*指示 1*. 情報セキュリティについての文章から、「今回は、組織内部からのアクセス対策について書いていきます。」を含む語句で始まり「クセスしなければなりません。」で終わる部分を、一字一句違えずに書き写しなさい。
*指示 2*. 情報セキュリティについての文章にある次の一文を英語に訳しなさい。「言い換えれば、社内PC等からはアクセスができないようにしておき、顧客のデータをまとめて抜き出すことができない仕組みにしておきます。」
*指示 3*. 情報セキュリティについての文章を、示されている最後の文の次から書き進めなさい。

*本文*.
'''
情報セキュリティの話2

本ブログにアクセスいただき、ありがとうございます。

 

弁護士・税理士の鳥光でございます。

 

情報セキュリティのお話の2回目となります。

 

前回は、外部からの不正アクセス対策における、システム面、人的な面での対策について書きました。

 

今回は、組織内部からのアクセス対策について書いていきます。

 

まずシステム面における対策については、センシティブな情報が保存されたデータベースへのアクセス制御があります。
具体的には、顧客名、顧客の住所、顧客の連絡先(電話番号)などが保存されているデータベースについては、ローカルネットワークに設けられたファイアウォールの内側に設置し、業務においては特定のアプリケーションサーバーのみがアクセスできるように厳格なアクセス制御をします。
言い換えれば、社内PC等からはアクセスができないようにしておき、顧客のデータをまとめて抜き出すことができない仕組みにしておきます。

 

もっとも、システムである以上、保守運用の際には端末PCからコンソールを使ってアクセスしなければなりません。
'''
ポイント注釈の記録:
'''
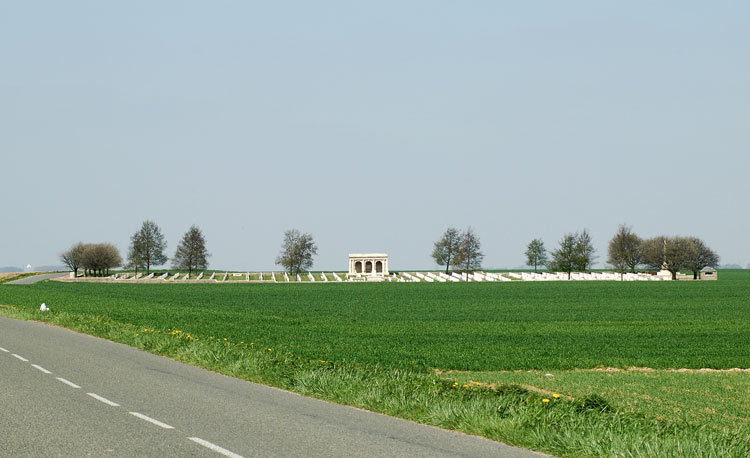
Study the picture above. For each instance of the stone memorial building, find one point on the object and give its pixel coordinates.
(371, 264)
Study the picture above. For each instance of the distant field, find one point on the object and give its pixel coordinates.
(474, 326)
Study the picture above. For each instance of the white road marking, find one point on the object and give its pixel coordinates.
(104, 400)
(41, 369)
(214, 447)
(68, 382)
(151, 420)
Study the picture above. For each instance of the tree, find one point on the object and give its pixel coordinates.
(584, 252)
(575, 254)
(98, 258)
(446, 249)
(625, 250)
(147, 247)
(670, 253)
(564, 258)
(469, 257)
(297, 251)
(73, 258)
(191, 252)
(699, 256)
(536, 254)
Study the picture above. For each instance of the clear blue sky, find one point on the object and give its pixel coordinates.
(372, 126)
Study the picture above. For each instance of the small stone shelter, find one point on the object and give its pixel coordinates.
(708, 273)
(371, 264)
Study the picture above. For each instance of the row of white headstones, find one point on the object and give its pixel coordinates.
(415, 277)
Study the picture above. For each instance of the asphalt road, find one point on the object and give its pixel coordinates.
(36, 278)
(66, 394)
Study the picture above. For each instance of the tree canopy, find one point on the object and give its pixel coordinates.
(469, 256)
(446, 249)
(297, 251)
(536, 254)
(147, 247)
(625, 252)
(191, 253)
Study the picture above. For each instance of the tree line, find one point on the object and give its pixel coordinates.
(147, 249)
(627, 252)
(460, 250)
(94, 258)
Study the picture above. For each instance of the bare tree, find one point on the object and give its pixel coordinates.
(700, 256)
(297, 251)
(670, 253)
(469, 257)
(584, 251)
(536, 254)
(147, 247)
(446, 249)
(73, 257)
(625, 250)
(564, 258)
(98, 258)
(191, 253)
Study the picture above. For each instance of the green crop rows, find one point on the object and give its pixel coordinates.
(508, 326)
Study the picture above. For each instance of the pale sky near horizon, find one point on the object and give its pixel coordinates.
(374, 126)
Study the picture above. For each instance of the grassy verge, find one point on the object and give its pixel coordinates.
(576, 426)
(716, 398)
(5, 278)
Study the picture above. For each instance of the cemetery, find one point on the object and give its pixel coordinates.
(383, 276)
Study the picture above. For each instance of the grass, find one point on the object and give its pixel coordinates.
(377, 346)
(700, 397)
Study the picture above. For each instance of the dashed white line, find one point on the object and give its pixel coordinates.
'''
*解答 1*.
今回は、組織内部からのアクセス対策について書いていきます。

 

まずシステム面における対策については、センシティブな情報が保存されたデータベースへのアクセス制御があります。
具体的には、顧客名、顧客の住所、顧客の連絡先(電話番号)などが保存されているデータベースについては、ローカルネットワークに設けられたファイアウォールの内側に設置し、業務においては特定のアプリケーションサーバーのみがアクセスできるように厳格なアクセス制御をします。
言い換えれば、社内PC等からはアクセスができないようにしておき、顧客のデータをまとめて抜き出すことができない仕組みにしておきます。

 

もっとも、システムである以上、保守運用の際には端末PCからコンソールを使ってアクセスしなければなりません。

*解答 2*. In other words, access from in-house PCs and the like is blocked, so that customer data cannot be extracted in bulk.

*解答 3*.
そこで人的な面での対策として、顧客データの抜き出しを防止するため、ログイン、ログアウト履歴だけでなく、入力コマンドなどの操作全てを記録するゲートウェイを、データベースとコンソールとの間に設置することがあります。
これにより、不正なデータの持ち去りを抑止することができます。
また、操作ミスなど、何らかの過失によって顧客データが消失した際の原因究明にも役立ちます(単なるデータ消失なのか、不正なデータ持ち去り後の隠蔽工作であるかを切り分けることもできます)。

 

顧客データをクラウドサービス上で使用する場合には、サービス提供プロバイダに対して、上述のようなシステム構成とするよう要件定義をし、システム構築段階でサーバー、ネットワーク構成をチェックするとともに、リリース前には、特定のアプリケーションサーバーおよびコンソール以外からのアクセスができないことのテスト結果を確認するということも大切です。

情報セキュリティの話1

いつも本ブログをご覧いただき、ありがとうございます。

 

弁護士・税理士の鳥光でございます。

 

今回からは、情報セキュリティのお話を載せていきます。

 
以前にも何回か情報セキュリティのブログを書きましたが、2年以上前のことなので、改めて記事を書いていく所存です。

 

情報セキュリティは、どのような業務であっても、とても大切な分野であることに異論はないと思います。

 

弁護士など士業の世界も例外ではなく、むしろ依頼者の方のご住所などの身上に関する情報、財産に関する情報など、非常にセンシティブな情報を扱うことから、厳格なセキュリティ対策が求められるといえます。

 

私は前職において、情報セキュリティに関係する業務に就いていたことがあります。

 

IPAが主催する、情報セキュリティスペシャリスト(現在の情報処理安全確保支援士に近いもの)試験にも合格しています。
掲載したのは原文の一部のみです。